Transcribe the listing below exactly, leaving nothing out.

Data for processing:
[Start of Attachment]
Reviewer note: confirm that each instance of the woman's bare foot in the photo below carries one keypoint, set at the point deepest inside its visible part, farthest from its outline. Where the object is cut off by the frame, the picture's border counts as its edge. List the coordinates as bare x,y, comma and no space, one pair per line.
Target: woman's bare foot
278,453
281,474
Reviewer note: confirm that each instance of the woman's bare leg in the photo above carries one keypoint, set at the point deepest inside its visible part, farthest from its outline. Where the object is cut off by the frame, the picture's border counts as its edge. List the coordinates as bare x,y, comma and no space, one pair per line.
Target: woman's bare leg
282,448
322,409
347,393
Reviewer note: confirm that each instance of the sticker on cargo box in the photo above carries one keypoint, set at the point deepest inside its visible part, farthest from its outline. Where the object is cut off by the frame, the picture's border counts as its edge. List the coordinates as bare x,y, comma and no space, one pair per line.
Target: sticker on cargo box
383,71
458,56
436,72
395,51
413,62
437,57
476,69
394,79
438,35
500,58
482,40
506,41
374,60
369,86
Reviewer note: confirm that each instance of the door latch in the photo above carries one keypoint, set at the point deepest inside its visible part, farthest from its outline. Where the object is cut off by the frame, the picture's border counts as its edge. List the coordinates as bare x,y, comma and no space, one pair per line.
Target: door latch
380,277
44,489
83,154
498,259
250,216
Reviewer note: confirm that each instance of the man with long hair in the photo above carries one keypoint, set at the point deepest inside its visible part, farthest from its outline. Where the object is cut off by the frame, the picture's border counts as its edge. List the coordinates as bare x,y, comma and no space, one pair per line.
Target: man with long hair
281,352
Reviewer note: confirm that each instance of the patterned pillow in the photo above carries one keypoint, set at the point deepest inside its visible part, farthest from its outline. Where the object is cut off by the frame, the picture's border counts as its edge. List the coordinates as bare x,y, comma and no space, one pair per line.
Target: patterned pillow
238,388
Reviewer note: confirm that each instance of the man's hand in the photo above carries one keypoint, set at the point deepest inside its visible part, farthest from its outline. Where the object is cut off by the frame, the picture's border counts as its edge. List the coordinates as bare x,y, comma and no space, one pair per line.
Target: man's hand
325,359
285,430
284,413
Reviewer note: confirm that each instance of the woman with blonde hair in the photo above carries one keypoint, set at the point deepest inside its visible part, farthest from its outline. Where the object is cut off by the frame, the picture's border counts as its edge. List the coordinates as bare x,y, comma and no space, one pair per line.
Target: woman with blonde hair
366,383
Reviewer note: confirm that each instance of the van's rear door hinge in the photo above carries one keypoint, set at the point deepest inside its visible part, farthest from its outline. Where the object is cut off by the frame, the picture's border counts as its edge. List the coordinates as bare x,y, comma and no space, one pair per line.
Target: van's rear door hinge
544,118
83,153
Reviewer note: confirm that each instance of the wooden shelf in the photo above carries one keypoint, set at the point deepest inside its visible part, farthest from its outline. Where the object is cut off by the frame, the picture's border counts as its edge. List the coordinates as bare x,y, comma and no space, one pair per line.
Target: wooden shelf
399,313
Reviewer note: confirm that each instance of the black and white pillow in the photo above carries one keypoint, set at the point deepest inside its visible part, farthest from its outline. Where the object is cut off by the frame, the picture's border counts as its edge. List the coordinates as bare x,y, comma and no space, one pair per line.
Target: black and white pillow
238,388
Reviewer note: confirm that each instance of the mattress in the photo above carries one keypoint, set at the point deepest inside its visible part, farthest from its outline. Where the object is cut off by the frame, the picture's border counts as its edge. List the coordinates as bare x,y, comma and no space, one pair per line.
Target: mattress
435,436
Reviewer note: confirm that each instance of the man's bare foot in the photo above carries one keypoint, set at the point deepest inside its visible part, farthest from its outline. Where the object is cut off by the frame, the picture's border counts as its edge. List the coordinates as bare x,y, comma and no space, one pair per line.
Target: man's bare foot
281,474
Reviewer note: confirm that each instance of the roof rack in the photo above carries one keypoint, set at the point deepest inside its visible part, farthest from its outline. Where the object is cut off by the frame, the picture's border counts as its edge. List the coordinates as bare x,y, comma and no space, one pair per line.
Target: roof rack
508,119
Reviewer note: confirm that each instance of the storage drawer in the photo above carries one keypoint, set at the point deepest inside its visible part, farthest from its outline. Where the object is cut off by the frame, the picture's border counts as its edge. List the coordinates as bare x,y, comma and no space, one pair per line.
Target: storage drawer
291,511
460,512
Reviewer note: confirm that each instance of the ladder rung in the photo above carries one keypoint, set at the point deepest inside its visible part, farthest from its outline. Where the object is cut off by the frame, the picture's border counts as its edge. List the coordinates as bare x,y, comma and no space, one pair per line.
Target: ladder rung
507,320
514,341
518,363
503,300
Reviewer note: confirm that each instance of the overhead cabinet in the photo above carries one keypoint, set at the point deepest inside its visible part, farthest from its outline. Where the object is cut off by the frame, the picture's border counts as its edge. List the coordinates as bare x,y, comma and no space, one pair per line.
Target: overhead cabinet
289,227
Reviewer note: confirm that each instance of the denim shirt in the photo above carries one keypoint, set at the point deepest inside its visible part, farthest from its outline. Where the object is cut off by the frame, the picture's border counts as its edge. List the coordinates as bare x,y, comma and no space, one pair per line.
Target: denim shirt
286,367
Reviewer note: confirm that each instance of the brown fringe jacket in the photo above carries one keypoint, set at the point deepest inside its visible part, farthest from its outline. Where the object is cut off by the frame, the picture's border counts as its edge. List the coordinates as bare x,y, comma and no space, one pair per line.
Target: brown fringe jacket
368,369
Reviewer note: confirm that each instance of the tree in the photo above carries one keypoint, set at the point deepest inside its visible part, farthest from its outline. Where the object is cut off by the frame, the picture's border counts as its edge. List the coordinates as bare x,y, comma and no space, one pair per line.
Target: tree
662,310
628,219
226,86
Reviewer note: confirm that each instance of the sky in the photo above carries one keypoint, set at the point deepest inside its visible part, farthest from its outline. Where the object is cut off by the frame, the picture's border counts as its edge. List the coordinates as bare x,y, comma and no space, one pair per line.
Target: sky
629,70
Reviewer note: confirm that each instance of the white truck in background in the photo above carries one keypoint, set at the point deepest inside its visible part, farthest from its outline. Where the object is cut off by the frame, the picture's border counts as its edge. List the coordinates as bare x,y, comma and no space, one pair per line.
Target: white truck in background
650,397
[End of Attachment]
Written answer:
Reviewer note: confirm that each instance of the woman's bare foot in the photo below carries one keypoint, set at the point deepest inside its visible part, farthest from its outline. Where the object is cut off by the frame, the picture's border counts as its edge. List the coordinates as bare x,y, comma and no space, one pair per line.
Target: woman's bare foot
278,453
281,474
Reviewer note: confirm that each instance of the woman's bare leg in the photo above carries one keypoint, set at the point deepest inside its visible part, farthest from its outline. Where the object is cut off by the frame, the picture's border counts as its edge. List the coordinates as bare x,y, comma and no space, one pair per line.
Target: woman's bare leg
282,448
322,409
347,393
Reviewer note: confirm that each instance of the sticker on cargo box in the photo above carries one keypoint, set at the point deepest inside its visible part, farthest from its outline. Where the object is cut off by the frame, the picture's border counts as its edge. List the coordinates as bare x,y, comma and no space, one pair per line.
Target: sticker on cargo box
383,71
458,56
436,72
395,51
413,62
437,57
476,69
394,79
438,35
500,58
482,40
506,41
374,60
369,86
Reviewer note: confirm that each instance of the door latch in the photo above carries one keypoint, set at the point deepest inside its visible part, farthest from its outline. Where the object is cut off by the frame, the picture's border counts as its edge. List the coordinates as bare x,y, comma and no space, one pair per line.
Target: door latch
380,277
44,489
83,154
498,259
250,216
Reviewer note: confirm that each instance of the man with long hair in the photo above carries one keypoint, set at the point deepest inside its visible part, farthest from its outline. Where the object is cut off by the frame, the picture's border counts as its edge. List the coordinates as bare x,y, comma and no space, one pair per line.
Target: man with long hair
281,352
Reviewer note: confirm that each instance of the patterned pillow in the photo above carries one keypoint, set at the point deepest inside its visible part, farthest from its outline. Where the object is cut off by the frame, the picture's border counts as its edge. List the coordinates as bare x,y, comma and no space, one pair per line.
Target: patterned pillow
238,388
Reviewer note: confirm that each instance of the man's hand in the photo above carries one keypoint, set at the point deepest inside its visible part, farthest from its outline. Where the object is cut off by the frame, the picture's border counts as its edge. List the coordinates as bare x,y, comma and no space, one pair per line.
Target: man's hand
325,359
285,430
284,413
Reviewer note: confirm that each instance of the woman with blonde hair in the photo above carries one keypoint, set at the point deepest inside its visible part, farthest from its outline. Where the object is cut off by the frame, the picture's border counts as its edge. List the coordinates as bare x,y, comma and no space, one pair per line.
Target: woman with blonde hair
366,383
Reviewer note: confirm that each instance of the van's rear door hinge in the photo above carries one keypoint, set at the point deepest inside its visible part, farthest from its outline. Where the object is cut off by the frame, the picture's border counts as its edge. List the coordinates as bare x,y, comma and no space, one pair per line.
Target: van's rear door hinge
544,118
83,153
Reviewer note: confirm that each instance of the wooden shelf in the photo above carries one keypoint, set at the point deepest inside its visible part, farthest from its outline. Where the object is cut off by the frame, the picture's border counts as its edge. List the coordinates as bare x,y, comma and no space, one pair per line.
Target: wooden shelf
399,313
Reviewer note: confirm that each instance of the black and white pillow in the photo above carries one keypoint, set at the point deepest inside its visible part, farthest from its outline. Where the object is cut off by the frame, the picture's border counts as its edge. List the coordinates as bare x,y, comma and no space, one pair per line.
Target: black and white pillow
238,388
Reviewer note: confirm that each instance of the mattress in the photo above carries one keypoint, set at the point deepest inside its visible part, farthest from its outline. Where the object is cut off by the frame, the picture's border counts as its edge. List the coordinates as bare x,y, comma and no space, one pair per line.
Target: mattress
435,436
Reviewer note: confirm that each instance of the man's bare foot in the photo above carries one keypoint, set at the point deepest inside its visible part, farthest from its outline. Where the object is cut off by the frame, the picture's border counts as its edge. List the coordinates as bare x,y, comma and no space, one pair per line.
Target: man's bare foot
281,474
Reviewer note: confirm that each instance of the roof rack in the photo above carries one keypoint, set at the point deepest inside its visible part, farthest from its outline. Where the object is cut off by the frame, the picture's border counts as its edge. List the coordinates as bare x,y, comma and no space, one pair per line.
Target: roof rack
508,119
Reviewer note: confirm that each instance of the storage drawer in the photo above carries one keypoint, set at the point deepest inside its visible part, farthest from its outline. Where the object is cut off by the frame, the picture's border counts as its edge. List the coordinates as bare x,y, comma and no space, one pair per line.
Target: storage drawer
291,511
460,512
Reviewer note: confirm that each instance of the ladder rung in the photo above carries one keypoint, set at the point deepest inside its visible part, farthest from its outline. Where the object is cut off by the frame, the picture's border counts as its edge. List the coordinates as bare x,y, comma and no space, one pair per line.
Target: ladder rung
507,320
514,341
518,363
503,300
Reviewer note: confirm that each instance of the overhead cabinet in the photo above carries one keypoint, set at the point deepest inside its visible part, farthest from its outline. Where the object is cut off by the frame, the picture's border counts as its edge. List the coordinates as bare x,y, comma and no space, one pair per line.
Target: overhead cabinet
289,227
Reviewer note: confirm that each instance of the denim shirt in the photo above carries one keypoint, set at the point deepest inside its visible part, farthest from its outline. Where the object is cut off by the frame, the picture's border counts as its edge. List the coordinates as bare x,y, comma and no space, one pair per line.
Target: denim shirt
286,367
Reviewer note: confirm that each instance of the brown fringe jacket in the photo above carries one keypoint, set at the point deepest inside its visible part, farthest from its outline. Where the object is cut off by the frame, the picture's border counts as its edge. List the coordinates as bare x,y, comma and no space, one pair per line.
Target: brown fringe jacket
368,369
Reviewer note: confirm that each instance of the tree in the photo above carries one keypoint, set at the point deepest inside its visible part, farthest from its outline. Where the object is cut off by the frame, the picture's border counts as its edge. List the coordinates as bare x,y, comma and no space, one pair per line.
Target: tree
662,310
628,219
226,86
Reviewer note: confirm that each instance of the sky in the photo above carries one keypoint, set at the point deepest inside its visible part, farthest from its outline. Where the object is cut off by the frame, the picture's border counts as its edge. List the coordinates as bare x,y, comma and no space, one pair per line.
Target: sky
629,70
Reviewer note: confirm that each instance of the white truck in background in the photo above carries one keypoint, set at the point deepest inside its visible part, farthest from its outline. Where the object is cut off by the frame, the picture's border counts as its edge. List the coordinates as bare x,y, comma and no space, one pair per line.
Target: white truck in background
650,397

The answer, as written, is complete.